» TEKSTFRAGMENT:
════════════════════

4.5. Grand Foodcompany heeft aangevoerd dat onduidelijk is of [X.] wenst dat de toegewezen vorderingen in eerste aanleg in stand blijven en of [X.] haar stellingen ten aanzien van de in eerste aanleg afgewezen vorderingen handhaaft. Grand Foodcompany acht de grieven onduidelijk en zeer summier.
4.5.1. Hoewel de tekst van punt 4 van de memorie van grieven, geciteerd in rov. 4.4., inderdaad onduidelijk is, begrijpt het hof de stellingen van [X.], waaronder en meer in het bijzonder punt 34 van de memorie van grieven, aldus dat het vonnis in stand dient te blijven voor zover haar vorderingen zijn toegewezen en dat zij haar vorderingen handhaaft. Uit de tekst van de memorie en uit de grieven blijkt echter niet dat [X.] het vonnis aanvecht voor zover haar vorderingen op basis van IE-recht zijn afgewezen. Het hof begrijpt dat [X.] daarnaast in hoger beroep nieuw geformuleerde vorderingen instelt, gebaseerd op gesteld onrechtmatig handelen van Grand Foodcompany c.s., met name oneerlijke concurrentie.
4.6. Omdat [Y.] en [Z.] in hoger beroep niet zijn verschenen, is een verandering of vermeerdering van eis tegen hen uitgesloten (art. 130 lid 3 Rv). Het hof zal bij ieder onderdeel van de vordering in hoger beroep nagaan of van een verandering of vermeerdering van eis sprake is. De grondslag voor deze vorderingen, onrechtmatige daad, gebaseerd op de stellingen dat Grand Foodcompany c.s. direct een nieuwe onderneming is gestart met hetzelfde product, afkomstig van dezelfde producent in China en in dezelfde markt, gericht op dezelfde klanten, is ook al in eerste aanleg naar voren gebracht (verg. pleitnota [X.] blad 8 en het vonnis waarvan beroep onder 3.1.4.). Wel heeft [X.] in de memorie van grieven nieuwe verwijten tegen Grand Foodcompany c.s. naar voren gebracht.
4.6.1. De vordering sub a) komt vrijwel overeen met de oorspronkelijke vordering sub 2), zodat het hof deze vordering zal beoordelen ten aanzien van Grand Foodcompany c.s.
De vordering sub b) kan niet worden toegewezen, omdat de daarin genoemde periode van één jaar na 30 september 2009 op het moment van het wijzen van dit arrest al ruimschoots is verstreken. Deze vordering behoeft dus verder geen bespreking.
De vordering sub c) is nieuw. Deze kan dus in elk geval niet tegen [Y.] en [Z.] worden toegewezen. Het hof zal de vordering uitsluitend ten aanzien van Grand Foodcompany beoordelen.
De vordering sub d) is eveneens nieuw, nu deze betrekking heeft op na het vonnis waarvan beroep gelegd beslag. Hiervoor geldt dus hetzelfde als voor vordering sub c).

════════════════════

» WAT JE DOET:
A: Waarom kan de vordering sub b) volgens het fragment over het hoger beroep niet worden toegewezen?
B: Schrijf het fragment over het hoger beroep verder vanaf de laatste alinea.
De regels hierna heb je niet nodig.

» GEGEVEN INFORMATIE:
════════════════════

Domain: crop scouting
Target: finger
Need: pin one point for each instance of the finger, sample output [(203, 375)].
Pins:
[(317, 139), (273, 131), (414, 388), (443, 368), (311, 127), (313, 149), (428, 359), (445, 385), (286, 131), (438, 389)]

════════════════════

» ANTWOORDEN PER OPDRACHT:
A: Omdat de daarin genoemde periode van één jaar na 30 september 2009 op het moment van het wijzen van het arrest al ruimschoots is verstreken.

B:
Vordering sub e) komt overeen met de oorspronkelijke vordering sub 7) voor zover het betreft de circulaire van oktober 2009. Voorzover de vordering meer circulaires of mededelingen betreft is zij nieuw en dus niet toewijsbaar tegen [Y.] en [Z.].
4.7. Omdat [X.] in België is gevestigd, heeft deze zaak een internationaal karakter. Partijen hebben zich niet uitdrukkelijk uitgelaten over het toepasselijk recht. Nu [X.] verwijst naar artikelen uit het BW en Grand Foodcampany daartegen op zichzelf geen verweer heeft gevoerd, gaat het hof ervan uit dat partijen voor toepassing van Nederlands recht hebben gekozen. Ook het hof neemt dat recht daarom tot uitgangspunt.
4.8. Deze procedure betreft een kort geding. Het hof zal daarom ook in hoger beroep telkens beoordelen in hoeverre sprake is van spoedeisend belang.
4.9. De eerste grief betreft de weergave van de vaststaande feiten door de voorzieningenrechter. Het hof heeft met deze grief reeds rekening gehouden bij zijn weergave van de feiten. De grief betreft een ondergeschikt punt en kan niet tot vernietiging van het vonnis leiden.
4.10. De grieven 2 en 3 lenen zich voor gezamenlijke behandeling. Ze houden in dat de voorzieningenrechter ten onrechte een aantal handelingen van Grand Foodcompany c.s. niet onrechtmatig heeft geacht. Volgens [X.] c.s. handelen Grand Foodcompany c.s. jegens haar onrechtmatig door zonder rekening te houden met haar gerechtvaardigde belangen het faillissement van Pure Tea B.V. te laten uitspreken, Pure Tea B.V. concurrentie aan te doen door een gelijkluidende handelsnaam te gebruiken en Pure Tea producten bij de door Pure Tea B.V. gebruikte Chinese producent in te kopen, zich – kort gezegd - te presenteren alsof zij Pure Tea B.V. voortzetten, door PureTea producten onrechtmatig te kopen en te verkopen, door verwarringgevaar te scheppen en te profiteren van de door Pure Tea B.V. opgebouwde reputatie en haar relatie- en klantenbestand. Dit klemt temeer door de bijzondere relatie tussen [Y.] en [Z.] enerzijds en [X.] anderzijds. Het handelen zoals omschreven levert een onrechtmatige daad op van [Y.] en [Z.] privé en van de vennootschap waarvan zij zich bedienen, Grand Foodcompany, aldus [X.].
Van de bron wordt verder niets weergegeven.